## Task prompt
Give again, unchanged, the line that contains "Target: aluminum ladder" together with every line that follows it until the entries end.

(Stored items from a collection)

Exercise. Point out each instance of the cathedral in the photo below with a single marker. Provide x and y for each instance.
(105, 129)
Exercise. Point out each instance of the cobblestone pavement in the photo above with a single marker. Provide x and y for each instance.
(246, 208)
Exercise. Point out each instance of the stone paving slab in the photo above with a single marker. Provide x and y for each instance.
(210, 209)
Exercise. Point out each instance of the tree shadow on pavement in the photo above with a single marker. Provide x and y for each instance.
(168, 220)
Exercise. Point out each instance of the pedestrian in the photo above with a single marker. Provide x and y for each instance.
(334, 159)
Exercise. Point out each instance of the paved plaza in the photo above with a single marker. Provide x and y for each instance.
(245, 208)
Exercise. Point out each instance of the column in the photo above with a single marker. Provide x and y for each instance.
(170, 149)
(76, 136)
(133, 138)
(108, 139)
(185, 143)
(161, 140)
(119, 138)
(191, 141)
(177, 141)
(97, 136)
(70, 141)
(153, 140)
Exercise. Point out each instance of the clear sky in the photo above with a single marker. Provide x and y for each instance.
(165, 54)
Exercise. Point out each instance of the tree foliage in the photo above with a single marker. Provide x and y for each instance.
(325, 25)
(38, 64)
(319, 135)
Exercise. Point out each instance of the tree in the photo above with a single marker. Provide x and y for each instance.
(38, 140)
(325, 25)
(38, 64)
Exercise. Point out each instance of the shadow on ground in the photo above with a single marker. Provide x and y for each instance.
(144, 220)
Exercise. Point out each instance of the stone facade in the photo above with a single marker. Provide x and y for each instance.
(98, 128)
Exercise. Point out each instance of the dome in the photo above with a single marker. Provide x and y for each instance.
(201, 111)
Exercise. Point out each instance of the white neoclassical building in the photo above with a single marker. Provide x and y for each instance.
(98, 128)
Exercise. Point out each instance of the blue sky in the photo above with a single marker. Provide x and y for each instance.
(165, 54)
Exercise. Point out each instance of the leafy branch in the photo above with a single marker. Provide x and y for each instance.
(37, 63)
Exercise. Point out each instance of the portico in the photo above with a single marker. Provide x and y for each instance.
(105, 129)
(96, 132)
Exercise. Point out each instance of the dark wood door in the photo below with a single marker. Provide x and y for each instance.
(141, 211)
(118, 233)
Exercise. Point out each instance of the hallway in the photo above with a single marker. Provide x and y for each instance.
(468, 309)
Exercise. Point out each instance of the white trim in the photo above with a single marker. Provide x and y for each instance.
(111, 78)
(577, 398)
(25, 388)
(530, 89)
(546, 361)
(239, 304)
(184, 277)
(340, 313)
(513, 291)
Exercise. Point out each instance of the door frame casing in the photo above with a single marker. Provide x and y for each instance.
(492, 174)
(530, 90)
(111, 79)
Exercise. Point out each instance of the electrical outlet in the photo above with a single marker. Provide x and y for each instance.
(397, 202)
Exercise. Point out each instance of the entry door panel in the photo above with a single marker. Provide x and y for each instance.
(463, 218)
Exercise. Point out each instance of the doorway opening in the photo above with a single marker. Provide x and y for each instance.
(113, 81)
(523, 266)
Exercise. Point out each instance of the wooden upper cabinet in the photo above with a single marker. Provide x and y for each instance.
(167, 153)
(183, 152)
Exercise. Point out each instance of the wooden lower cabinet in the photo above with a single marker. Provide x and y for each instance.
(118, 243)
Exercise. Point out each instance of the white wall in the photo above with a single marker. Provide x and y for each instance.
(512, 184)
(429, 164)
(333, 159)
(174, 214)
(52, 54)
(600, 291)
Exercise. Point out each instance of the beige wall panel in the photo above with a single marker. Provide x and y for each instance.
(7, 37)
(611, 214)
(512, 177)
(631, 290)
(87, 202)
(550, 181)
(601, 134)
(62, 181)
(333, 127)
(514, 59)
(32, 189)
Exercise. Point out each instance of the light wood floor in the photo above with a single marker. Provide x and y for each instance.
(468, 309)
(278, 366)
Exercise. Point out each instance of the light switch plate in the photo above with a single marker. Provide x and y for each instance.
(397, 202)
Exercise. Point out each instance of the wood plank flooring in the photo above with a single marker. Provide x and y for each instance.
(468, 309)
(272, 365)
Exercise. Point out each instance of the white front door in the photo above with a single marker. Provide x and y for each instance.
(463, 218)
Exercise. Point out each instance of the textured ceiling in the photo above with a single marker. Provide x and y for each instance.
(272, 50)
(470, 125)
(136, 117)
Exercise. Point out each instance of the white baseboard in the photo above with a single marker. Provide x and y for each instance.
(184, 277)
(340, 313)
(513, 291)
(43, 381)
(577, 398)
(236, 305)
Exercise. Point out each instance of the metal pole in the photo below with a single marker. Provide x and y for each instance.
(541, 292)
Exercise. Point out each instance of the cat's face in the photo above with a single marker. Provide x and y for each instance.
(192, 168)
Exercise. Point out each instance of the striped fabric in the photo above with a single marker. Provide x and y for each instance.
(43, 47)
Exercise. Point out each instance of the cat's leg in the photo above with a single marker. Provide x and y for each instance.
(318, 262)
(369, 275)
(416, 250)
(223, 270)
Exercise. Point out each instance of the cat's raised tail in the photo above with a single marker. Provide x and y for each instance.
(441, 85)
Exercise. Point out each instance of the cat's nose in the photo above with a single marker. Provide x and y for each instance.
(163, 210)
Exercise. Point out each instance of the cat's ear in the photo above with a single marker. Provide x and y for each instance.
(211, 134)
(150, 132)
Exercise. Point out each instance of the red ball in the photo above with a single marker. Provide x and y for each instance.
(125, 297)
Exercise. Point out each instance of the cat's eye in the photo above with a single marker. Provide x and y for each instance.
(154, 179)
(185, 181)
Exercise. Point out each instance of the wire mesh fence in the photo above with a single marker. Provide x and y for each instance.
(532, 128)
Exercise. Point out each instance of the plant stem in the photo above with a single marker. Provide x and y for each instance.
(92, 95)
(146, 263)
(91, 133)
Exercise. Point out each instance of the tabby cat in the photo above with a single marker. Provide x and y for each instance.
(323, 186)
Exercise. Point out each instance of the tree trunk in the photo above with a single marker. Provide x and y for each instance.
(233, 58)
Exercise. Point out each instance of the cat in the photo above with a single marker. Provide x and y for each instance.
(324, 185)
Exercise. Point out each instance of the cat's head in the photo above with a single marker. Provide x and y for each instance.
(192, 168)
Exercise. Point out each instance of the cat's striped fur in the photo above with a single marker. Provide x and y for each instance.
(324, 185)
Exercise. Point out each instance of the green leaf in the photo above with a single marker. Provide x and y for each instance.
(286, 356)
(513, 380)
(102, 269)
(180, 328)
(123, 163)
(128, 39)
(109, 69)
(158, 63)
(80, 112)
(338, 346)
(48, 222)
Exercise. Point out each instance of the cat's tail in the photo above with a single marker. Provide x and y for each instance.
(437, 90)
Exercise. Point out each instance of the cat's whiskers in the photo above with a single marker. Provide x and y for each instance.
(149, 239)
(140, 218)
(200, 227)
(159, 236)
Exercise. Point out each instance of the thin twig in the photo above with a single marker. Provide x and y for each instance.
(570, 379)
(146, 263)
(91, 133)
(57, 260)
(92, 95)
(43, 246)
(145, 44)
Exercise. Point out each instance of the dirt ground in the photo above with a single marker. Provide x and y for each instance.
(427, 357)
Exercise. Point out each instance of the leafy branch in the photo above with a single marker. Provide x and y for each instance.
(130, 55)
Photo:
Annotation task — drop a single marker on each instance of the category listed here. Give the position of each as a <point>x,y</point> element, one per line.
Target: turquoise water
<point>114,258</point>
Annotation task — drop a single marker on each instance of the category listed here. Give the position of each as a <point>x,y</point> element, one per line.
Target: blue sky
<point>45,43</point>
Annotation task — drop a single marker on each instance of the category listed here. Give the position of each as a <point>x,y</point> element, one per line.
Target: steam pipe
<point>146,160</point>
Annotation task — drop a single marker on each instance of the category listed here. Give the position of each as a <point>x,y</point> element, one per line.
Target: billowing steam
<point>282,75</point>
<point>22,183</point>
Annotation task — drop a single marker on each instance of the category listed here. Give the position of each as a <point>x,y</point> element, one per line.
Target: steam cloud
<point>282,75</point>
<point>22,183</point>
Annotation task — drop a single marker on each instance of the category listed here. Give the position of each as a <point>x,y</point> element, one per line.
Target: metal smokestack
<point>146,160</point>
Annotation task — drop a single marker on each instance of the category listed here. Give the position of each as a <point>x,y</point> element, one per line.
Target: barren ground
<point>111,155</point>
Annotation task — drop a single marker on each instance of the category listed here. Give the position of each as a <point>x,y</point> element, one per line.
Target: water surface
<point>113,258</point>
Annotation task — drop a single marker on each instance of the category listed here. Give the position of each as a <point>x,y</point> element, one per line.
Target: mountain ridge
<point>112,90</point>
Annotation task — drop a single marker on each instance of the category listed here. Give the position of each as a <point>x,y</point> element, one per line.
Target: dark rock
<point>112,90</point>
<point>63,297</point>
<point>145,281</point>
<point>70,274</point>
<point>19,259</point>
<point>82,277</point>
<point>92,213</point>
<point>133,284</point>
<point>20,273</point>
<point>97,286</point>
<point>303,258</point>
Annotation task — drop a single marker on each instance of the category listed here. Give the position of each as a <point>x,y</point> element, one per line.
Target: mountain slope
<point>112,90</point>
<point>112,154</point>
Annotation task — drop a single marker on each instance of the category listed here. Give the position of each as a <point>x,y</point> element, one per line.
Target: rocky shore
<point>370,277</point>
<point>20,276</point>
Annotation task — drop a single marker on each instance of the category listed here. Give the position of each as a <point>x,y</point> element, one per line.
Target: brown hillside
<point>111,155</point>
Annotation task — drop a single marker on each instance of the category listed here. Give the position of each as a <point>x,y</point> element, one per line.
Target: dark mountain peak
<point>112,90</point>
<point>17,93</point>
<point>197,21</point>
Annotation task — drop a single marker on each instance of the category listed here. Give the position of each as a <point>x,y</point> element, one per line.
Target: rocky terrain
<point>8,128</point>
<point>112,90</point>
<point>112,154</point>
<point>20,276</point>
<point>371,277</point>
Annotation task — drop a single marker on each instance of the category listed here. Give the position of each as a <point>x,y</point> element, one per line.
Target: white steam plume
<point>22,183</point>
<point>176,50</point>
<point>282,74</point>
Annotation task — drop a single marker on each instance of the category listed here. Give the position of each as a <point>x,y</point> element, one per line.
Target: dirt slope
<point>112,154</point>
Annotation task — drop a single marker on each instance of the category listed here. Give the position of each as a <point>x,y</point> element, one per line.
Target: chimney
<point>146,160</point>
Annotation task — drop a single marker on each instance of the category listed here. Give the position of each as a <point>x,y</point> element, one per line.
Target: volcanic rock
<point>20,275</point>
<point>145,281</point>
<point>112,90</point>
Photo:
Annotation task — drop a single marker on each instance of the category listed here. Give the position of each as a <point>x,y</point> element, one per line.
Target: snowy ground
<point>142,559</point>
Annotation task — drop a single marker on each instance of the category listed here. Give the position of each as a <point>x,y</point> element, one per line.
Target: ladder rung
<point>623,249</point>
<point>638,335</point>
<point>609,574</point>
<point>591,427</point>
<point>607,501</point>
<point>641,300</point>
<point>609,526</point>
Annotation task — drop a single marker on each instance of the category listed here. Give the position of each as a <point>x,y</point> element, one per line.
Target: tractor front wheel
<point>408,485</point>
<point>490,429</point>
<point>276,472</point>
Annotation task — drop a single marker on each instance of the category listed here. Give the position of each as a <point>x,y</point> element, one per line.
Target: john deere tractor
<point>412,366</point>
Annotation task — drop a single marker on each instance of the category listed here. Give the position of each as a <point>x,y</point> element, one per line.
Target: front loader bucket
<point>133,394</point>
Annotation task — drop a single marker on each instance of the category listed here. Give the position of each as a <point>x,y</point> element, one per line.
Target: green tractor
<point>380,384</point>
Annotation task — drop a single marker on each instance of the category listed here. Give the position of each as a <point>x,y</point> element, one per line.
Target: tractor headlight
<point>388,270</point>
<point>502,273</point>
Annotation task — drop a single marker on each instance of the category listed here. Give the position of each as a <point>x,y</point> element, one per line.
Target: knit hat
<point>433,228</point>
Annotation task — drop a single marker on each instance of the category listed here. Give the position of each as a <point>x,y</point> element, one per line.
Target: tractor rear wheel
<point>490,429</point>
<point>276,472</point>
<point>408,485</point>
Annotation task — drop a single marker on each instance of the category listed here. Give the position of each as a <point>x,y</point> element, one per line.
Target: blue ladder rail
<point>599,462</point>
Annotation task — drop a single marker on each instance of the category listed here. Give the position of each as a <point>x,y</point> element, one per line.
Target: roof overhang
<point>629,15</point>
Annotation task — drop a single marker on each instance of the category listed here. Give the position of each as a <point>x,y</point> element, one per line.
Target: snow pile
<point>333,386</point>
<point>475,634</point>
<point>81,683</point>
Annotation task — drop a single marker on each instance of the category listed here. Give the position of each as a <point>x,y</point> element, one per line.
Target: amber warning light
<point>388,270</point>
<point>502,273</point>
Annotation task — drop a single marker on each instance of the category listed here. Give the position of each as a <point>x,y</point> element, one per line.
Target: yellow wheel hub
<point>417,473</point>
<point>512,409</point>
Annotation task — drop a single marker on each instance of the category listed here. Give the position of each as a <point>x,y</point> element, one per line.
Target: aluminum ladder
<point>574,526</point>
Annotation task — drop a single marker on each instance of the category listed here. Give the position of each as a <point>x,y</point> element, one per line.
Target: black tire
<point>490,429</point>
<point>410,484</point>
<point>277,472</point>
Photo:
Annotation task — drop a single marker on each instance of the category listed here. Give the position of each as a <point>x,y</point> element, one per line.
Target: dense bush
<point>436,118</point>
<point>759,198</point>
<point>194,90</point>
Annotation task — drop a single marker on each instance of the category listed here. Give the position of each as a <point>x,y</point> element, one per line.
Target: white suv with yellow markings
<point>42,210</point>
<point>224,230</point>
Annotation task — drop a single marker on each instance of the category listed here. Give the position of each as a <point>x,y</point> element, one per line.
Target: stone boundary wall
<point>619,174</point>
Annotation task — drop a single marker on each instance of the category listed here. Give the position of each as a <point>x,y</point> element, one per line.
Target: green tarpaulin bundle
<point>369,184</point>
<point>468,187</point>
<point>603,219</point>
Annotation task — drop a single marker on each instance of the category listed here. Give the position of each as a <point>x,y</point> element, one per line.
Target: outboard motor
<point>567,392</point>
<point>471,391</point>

## Solution to the exercise
Target: aluminum ladder
<point>574,526</point>
Annotation task — drop a single marker on each instance of the category listed here. Give the position of each as a <point>x,y</point> element, one per line.
Target: black tire
<point>490,429</point>
<point>410,484</point>
<point>277,472</point>
Photo:
Annotation task — drop a single marker on each instance of the category listed here. Give the position of each as a <point>x,y</point> element, one per line.
Target: dense bush
<point>436,118</point>
<point>759,198</point>
<point>194,90</point>
Annotation task — drop a single marker on each instance of the category listed here. Give the position of each as a <point>x,y</point> element, one per line.
Target: white suv with yellow markings
<point>42,210</point>
<point>224,230</point>
Annotation task — drop a single marker on each instance of the category listed here. Give the position of each as a <point>x,y</point> element, one per line.
Target: stone boundary wall
<point>619,174</point>
Annotation task — drop a single marker on each instance of the category listed here. Give the position of each as a <point>x,y</point> element, one per line.
Target: green tarpaulin bundle
<point>369,184</point>
<point>468,187</point>
<point>603,219</point>
Annotation task — drop a single marker on each instance of the category listed here. Give the position of each as a <point>x,y</point> element, one per line.
Target: outboard motor
<point>567,392</point>
<point>471,391</point>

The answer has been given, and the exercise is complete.